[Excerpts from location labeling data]
↓

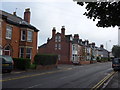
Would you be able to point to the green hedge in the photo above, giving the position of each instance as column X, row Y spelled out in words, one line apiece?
column 21, row 63
column 45, row 59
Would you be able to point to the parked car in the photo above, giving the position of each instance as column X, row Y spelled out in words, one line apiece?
column 7, row 63
column 116, row 64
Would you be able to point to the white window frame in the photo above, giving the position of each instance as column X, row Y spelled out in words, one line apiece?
column 29, row 36
column 23, row 35
column 55, row 46
column 59, row 46
column 20, row 55
column 29, row 53
column 59, row 56
column 8, row 32
column 57, row 38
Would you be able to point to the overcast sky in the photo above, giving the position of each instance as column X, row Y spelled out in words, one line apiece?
column 48, row 14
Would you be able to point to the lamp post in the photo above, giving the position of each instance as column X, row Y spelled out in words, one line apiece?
column 107, row 44
column 119, row 35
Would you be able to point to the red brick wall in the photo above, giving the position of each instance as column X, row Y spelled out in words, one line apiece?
column 65, row 51
column 84, row 62
column 15, row 42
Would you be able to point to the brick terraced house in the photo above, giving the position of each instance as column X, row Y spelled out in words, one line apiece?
column 59, row 44
column 69, row 49
column 18, row 37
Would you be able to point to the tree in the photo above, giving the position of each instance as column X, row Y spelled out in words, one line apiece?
column 116, row 51
column 107, row 13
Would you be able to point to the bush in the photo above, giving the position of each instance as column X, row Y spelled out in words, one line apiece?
column 21, row 63
column 45, row 59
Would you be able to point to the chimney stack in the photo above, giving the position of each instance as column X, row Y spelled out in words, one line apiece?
column 76, row 36
column 63, row 30
column 53, row 31
column 27, row 15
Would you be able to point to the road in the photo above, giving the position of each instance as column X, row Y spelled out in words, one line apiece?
column 65, row 76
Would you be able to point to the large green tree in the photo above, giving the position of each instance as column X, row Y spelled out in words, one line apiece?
column 116, row 51
column 106, row 13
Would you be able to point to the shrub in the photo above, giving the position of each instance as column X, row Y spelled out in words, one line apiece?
column 45, row 59
column 21, row 63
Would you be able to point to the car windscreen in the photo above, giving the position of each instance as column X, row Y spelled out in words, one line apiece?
column 117, row 61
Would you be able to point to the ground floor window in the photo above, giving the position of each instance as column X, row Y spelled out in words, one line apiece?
column 28, row 53
column 7, row 50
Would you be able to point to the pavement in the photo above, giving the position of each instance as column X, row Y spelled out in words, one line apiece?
column 64, row 76
column 115, row 81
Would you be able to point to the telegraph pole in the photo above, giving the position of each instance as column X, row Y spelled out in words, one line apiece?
column 119, row 35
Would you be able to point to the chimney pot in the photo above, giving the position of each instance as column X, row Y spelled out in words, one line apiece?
column 63, row 30
column 27, row 15
column 14, row 13
column 53, row 31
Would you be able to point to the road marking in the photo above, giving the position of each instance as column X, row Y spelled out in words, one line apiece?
column 65, row 69
column 103, row 80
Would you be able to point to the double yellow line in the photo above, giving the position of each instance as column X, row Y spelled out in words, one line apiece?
column 33, row 75
column 103, row 81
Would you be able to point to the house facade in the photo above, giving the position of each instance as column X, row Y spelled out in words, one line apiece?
column 18, row 36
column 101, row 52
column 60, row 44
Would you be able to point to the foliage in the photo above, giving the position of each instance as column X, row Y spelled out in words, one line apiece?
column 21, row 63
column 45, row 59
column 32, row 66
column 116, row 51
column 107, row 13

↑

GIVEN TASK — Output the rows from the line containing "Would you be able to point to the house" through the end of the rows as a two-column CSV with the headers "query" and "reply". Give one CSV line per row, with its text and its answer each in a single quoted field and any line breaks replaced by spaces.

EXERCISE ANSWER —
query,reply
"Would you be able to point to the house facade in the photo above, giving the position of each instance as column X, row Y spelled out in words, one line apiece?","column 18, row 36 column 101, row 52 column 60, row 44"
"Would you be able to point to the foliage in the photo above, giving the position of each instance as column X, row Y spelled out in words, one line apiece?","column 21, row 63 column 45, row 59 column 32, row 66 column 116, row 51 column 107, row 13"